Description
This tuna pasta salad is a simple and quick dish perfect for a light meal or side. It features pasta, canned tuna, mayonnaise, and fresh vegetables for a refreshing taste.
Ingredients
Scale
- 8 ounces elbow macaroni
- 2 cans (5 ounces each) tuna in water, drained
- 1/2 cup mayonnaise
- 1/4 cup chopped celery
- 1/4 cup chopped red onion
- 1/4 cup frozen peas, thawed
- 1 tablespoon fresh lemon juice
- 1/2 teaspoon salt
- 1/4 teaspoon black pepper
Instructions
- Cook macaroni according to package directions. Drain and rinse with cold water; drain well.
- In a large bowl, combine the cooked macaroni, drained tuna, mayonnaise, celery, red onion, peas, lemon juice, salt, and pepper.
- Stir until all ingredients are well combined.
- Cover and refrigerate for at least 30 minutes before serving to allow flavors to meld.
- Serve cold.

Parts of the exercise:
1) State whether each statement agrees with the tuna pasta salad recipe, answering yes or no and quoting the words of the recipe that decide it: (a) The cooked macaroni is rinsed with cold water. (b) The salad is served warm. (c) The recipe calls for one cup of mayonnaise.
2) According to the tuna pasta salad recipe, how long should the salad be refrigerated before it is served?
Rely solely on the tuna pasta salad recipe and draw on no other source.

Extracted data entries
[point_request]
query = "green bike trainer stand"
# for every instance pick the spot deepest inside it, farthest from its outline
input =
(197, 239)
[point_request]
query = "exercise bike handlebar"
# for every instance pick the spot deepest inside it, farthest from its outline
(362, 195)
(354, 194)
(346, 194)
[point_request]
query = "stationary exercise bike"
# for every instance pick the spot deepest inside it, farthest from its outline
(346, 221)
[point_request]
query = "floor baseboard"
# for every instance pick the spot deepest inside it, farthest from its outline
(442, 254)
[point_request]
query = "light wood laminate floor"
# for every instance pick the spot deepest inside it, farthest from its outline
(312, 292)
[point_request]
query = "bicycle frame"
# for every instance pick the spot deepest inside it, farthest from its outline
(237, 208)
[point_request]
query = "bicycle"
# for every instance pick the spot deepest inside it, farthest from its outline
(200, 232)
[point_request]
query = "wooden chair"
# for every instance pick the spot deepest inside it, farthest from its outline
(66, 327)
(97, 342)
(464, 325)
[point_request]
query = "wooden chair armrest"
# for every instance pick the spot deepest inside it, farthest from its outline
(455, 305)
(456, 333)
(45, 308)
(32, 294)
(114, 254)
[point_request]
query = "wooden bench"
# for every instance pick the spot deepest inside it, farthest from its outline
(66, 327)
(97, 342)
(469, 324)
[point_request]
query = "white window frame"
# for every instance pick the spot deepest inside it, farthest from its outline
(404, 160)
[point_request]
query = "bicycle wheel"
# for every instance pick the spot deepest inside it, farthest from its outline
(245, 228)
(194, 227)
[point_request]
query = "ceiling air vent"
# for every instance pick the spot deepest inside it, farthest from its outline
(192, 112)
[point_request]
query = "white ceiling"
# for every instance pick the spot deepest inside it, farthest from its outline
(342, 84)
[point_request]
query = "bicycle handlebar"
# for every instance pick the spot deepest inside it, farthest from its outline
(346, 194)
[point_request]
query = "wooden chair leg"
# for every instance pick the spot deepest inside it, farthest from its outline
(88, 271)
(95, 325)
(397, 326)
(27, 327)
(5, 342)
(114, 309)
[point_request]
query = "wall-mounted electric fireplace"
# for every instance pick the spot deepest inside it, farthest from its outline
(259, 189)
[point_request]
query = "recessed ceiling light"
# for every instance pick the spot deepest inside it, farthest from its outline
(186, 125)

Expected answers:
1)
(a) Yes: "Drain and rinse with cold water; drain well."
(b) No: "Serve cold."
(c) No: "1/2 cup mayonnaise"

2) At least 30 minutes.